### Excerpts from a dataset

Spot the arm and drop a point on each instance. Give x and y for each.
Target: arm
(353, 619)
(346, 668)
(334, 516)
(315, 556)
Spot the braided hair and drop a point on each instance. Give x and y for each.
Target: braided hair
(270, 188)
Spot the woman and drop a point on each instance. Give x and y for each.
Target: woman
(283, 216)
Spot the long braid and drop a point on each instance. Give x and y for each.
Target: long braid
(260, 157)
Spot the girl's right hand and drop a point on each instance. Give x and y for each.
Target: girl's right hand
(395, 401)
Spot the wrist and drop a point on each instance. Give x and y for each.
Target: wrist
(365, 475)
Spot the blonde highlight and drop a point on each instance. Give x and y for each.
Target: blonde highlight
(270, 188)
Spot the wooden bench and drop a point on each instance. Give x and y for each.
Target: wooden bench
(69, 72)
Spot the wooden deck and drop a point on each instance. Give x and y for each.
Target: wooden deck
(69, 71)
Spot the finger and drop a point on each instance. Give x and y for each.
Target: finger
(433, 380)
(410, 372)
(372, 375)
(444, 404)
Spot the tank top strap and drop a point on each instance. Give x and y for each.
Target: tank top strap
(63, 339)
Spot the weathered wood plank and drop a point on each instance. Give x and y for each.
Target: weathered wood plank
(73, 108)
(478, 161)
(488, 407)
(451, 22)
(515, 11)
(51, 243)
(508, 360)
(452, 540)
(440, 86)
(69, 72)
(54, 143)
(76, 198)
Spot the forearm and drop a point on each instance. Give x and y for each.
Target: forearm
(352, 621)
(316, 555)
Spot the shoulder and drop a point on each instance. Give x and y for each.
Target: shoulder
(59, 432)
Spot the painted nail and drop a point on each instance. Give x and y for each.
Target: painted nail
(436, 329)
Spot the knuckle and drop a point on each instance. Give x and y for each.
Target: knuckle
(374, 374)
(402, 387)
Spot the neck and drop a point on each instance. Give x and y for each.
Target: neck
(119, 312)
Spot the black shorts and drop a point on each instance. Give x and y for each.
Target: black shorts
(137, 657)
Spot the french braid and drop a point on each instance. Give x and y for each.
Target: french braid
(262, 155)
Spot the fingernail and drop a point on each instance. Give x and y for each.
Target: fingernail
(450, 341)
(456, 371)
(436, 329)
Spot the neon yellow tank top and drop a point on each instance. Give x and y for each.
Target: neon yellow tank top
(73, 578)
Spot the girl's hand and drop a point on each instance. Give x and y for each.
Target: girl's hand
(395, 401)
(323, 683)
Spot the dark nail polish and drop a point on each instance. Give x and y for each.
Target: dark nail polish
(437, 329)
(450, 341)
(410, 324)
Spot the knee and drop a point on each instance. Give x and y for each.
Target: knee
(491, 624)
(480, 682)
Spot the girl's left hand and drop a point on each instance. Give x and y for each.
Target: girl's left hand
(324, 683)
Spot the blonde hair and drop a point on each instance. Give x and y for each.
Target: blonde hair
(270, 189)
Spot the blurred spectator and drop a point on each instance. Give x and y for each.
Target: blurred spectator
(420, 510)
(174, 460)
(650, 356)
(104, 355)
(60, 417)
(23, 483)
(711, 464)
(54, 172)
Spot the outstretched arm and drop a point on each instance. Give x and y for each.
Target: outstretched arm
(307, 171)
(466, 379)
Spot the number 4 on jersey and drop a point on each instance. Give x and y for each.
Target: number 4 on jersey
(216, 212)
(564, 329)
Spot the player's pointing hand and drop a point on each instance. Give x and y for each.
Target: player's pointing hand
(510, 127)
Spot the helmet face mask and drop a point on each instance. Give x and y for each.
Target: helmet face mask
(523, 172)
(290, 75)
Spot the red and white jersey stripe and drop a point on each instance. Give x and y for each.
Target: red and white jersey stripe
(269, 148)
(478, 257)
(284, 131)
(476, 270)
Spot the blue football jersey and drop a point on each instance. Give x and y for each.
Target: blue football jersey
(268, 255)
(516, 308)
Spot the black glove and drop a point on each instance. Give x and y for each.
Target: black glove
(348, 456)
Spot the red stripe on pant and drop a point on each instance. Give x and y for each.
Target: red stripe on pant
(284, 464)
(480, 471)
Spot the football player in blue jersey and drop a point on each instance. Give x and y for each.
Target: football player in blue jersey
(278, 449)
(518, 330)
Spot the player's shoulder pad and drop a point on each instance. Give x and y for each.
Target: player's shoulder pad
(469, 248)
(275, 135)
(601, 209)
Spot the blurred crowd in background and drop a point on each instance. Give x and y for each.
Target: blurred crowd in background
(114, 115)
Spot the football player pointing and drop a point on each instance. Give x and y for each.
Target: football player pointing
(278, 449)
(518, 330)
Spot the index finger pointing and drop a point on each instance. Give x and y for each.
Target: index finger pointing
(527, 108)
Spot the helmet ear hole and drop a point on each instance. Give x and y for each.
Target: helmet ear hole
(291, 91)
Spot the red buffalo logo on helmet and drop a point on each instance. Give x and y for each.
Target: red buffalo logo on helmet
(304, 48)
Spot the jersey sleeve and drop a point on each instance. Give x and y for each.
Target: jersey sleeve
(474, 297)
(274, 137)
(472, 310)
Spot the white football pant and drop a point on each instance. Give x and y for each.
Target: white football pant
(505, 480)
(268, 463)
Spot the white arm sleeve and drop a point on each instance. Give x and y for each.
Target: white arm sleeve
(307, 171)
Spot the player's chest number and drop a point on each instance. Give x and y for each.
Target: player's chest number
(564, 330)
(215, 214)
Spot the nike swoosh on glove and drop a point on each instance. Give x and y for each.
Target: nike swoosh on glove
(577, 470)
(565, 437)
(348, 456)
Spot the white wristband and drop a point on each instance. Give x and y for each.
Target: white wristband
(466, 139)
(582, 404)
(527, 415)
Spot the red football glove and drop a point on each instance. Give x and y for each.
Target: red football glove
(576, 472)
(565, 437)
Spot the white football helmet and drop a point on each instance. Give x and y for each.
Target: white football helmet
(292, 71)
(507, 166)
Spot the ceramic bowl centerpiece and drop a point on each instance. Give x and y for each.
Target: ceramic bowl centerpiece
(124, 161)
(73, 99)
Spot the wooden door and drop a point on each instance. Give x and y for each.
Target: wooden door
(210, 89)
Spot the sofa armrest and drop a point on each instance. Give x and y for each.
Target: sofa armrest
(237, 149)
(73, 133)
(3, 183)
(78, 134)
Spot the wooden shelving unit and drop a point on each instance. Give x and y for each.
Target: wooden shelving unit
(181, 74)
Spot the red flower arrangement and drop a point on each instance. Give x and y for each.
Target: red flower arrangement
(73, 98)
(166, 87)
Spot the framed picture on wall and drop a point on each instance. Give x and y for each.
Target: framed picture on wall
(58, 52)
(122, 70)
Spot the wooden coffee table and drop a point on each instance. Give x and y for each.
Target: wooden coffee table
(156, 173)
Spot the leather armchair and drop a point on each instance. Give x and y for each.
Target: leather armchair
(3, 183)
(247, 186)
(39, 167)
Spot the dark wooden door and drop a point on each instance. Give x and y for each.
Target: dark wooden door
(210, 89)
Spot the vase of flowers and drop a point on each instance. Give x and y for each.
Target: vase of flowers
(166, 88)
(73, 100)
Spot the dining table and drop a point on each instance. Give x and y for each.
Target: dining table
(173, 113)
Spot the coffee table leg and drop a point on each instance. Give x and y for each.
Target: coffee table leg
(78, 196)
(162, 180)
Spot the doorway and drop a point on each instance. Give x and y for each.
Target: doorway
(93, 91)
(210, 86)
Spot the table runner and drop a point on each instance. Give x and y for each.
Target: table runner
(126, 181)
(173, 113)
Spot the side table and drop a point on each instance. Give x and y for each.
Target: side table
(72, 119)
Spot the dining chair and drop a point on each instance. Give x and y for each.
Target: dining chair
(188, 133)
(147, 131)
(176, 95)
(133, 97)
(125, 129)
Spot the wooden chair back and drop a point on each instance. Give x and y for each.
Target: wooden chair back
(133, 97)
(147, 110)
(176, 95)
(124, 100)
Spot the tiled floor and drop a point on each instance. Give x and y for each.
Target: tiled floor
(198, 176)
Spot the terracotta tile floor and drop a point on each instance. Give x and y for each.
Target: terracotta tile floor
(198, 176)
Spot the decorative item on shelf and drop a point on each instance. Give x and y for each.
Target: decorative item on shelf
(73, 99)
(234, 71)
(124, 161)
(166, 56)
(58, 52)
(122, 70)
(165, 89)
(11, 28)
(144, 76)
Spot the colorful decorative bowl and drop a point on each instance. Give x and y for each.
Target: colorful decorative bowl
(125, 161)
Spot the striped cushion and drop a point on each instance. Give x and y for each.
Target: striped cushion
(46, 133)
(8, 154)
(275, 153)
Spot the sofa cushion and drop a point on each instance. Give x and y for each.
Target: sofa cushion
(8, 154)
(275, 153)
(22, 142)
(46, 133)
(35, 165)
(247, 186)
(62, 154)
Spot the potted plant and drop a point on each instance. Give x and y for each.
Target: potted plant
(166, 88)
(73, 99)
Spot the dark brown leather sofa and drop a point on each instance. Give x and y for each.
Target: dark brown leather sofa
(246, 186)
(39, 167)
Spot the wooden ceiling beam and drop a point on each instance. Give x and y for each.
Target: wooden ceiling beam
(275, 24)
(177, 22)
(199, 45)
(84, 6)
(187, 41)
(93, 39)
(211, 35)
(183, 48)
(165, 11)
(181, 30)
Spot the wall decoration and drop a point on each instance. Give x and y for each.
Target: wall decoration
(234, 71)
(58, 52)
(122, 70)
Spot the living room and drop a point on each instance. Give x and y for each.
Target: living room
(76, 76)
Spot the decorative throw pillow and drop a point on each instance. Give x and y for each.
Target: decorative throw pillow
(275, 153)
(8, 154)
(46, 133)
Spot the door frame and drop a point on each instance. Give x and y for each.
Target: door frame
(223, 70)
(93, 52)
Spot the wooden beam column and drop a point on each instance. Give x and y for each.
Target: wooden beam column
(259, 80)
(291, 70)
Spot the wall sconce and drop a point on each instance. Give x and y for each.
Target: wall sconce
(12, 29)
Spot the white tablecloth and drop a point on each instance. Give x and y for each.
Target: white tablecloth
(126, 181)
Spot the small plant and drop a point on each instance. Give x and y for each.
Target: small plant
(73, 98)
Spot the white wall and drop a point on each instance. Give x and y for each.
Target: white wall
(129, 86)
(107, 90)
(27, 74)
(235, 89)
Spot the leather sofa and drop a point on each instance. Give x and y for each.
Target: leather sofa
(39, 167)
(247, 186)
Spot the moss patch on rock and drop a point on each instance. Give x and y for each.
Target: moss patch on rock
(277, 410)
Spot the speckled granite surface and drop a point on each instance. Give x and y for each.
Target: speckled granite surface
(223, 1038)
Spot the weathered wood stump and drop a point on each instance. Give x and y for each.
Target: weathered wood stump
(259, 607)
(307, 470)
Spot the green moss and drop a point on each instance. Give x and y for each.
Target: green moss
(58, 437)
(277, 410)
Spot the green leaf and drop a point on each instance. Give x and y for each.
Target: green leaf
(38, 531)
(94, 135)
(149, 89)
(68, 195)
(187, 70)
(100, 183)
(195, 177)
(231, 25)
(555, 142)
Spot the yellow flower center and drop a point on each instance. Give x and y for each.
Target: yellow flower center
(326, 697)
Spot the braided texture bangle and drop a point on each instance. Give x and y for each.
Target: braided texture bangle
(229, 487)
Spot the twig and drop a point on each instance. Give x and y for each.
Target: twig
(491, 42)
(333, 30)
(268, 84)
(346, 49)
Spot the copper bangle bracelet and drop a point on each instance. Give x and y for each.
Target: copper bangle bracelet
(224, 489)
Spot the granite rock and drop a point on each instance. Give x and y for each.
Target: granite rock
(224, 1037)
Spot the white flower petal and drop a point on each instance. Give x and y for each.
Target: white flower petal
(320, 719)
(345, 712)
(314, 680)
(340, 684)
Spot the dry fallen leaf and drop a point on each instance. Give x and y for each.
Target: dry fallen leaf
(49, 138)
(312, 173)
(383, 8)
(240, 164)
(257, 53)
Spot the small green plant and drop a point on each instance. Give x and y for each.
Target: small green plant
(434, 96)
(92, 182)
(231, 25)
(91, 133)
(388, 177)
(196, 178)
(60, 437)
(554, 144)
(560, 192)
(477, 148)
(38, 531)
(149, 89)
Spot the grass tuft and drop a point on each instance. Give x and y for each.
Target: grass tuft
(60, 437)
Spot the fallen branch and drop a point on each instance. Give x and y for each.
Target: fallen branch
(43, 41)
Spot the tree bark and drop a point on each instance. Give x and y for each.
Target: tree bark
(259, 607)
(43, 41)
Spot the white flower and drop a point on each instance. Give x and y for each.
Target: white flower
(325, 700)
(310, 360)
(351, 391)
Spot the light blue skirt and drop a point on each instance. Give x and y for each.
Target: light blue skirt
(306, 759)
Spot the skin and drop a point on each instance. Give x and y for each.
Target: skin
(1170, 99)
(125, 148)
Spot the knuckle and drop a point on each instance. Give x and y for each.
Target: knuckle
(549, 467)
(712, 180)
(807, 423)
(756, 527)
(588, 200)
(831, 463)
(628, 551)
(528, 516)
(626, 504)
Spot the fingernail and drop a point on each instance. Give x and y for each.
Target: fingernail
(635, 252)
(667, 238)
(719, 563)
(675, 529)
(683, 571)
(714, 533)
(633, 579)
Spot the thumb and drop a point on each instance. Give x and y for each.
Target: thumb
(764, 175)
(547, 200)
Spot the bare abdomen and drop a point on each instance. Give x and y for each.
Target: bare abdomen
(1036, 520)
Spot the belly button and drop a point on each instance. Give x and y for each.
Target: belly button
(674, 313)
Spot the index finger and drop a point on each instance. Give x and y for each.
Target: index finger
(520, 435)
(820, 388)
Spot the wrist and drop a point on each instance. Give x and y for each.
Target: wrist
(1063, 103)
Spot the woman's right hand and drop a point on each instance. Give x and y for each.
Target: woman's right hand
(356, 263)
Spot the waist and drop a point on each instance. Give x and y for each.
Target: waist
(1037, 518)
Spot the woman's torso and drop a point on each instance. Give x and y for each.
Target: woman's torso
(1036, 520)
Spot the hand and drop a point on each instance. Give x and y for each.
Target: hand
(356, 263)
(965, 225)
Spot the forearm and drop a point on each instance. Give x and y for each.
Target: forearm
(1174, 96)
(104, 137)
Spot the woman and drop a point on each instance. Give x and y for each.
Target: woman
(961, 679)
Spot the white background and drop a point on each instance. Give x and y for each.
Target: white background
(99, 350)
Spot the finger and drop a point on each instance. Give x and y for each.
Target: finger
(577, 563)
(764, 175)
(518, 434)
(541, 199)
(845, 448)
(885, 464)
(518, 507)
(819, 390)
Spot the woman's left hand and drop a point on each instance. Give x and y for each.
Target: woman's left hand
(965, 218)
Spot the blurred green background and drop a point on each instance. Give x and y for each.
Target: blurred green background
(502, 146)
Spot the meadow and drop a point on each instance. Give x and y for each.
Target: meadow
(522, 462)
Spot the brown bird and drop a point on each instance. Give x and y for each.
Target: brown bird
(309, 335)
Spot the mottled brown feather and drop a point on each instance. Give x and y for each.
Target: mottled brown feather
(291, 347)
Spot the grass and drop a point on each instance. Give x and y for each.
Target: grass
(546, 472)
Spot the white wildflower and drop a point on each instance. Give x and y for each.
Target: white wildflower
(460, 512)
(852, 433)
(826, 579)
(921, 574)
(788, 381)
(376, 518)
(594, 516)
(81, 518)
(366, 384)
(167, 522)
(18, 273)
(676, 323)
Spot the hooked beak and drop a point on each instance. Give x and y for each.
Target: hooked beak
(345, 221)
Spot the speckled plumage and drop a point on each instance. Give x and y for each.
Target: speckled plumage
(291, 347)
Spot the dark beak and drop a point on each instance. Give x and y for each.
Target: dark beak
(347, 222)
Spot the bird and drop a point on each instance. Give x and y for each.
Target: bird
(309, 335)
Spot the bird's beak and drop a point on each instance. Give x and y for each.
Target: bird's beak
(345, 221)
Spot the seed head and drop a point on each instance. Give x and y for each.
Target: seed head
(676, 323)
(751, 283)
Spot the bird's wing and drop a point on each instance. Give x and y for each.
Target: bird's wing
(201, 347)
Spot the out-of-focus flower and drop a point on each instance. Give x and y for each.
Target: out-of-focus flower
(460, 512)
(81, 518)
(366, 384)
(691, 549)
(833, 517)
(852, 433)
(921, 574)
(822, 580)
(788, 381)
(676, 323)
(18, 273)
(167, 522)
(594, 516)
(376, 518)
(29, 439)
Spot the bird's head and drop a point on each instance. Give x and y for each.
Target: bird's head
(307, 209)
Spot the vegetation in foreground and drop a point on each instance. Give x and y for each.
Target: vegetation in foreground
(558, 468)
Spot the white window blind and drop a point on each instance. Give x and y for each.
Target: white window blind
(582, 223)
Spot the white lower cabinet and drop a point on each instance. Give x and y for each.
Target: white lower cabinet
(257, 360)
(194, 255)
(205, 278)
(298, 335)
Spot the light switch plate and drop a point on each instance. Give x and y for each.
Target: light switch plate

### WHAT THE TASK ASKS
Each line in the data where the string "switch" occurs should be identified and copied.

### RESPONSE FOR THIS EXERCISE
Spot the light switch plate and drop a point on each instance. Give x and y for each.
Target: light switch plate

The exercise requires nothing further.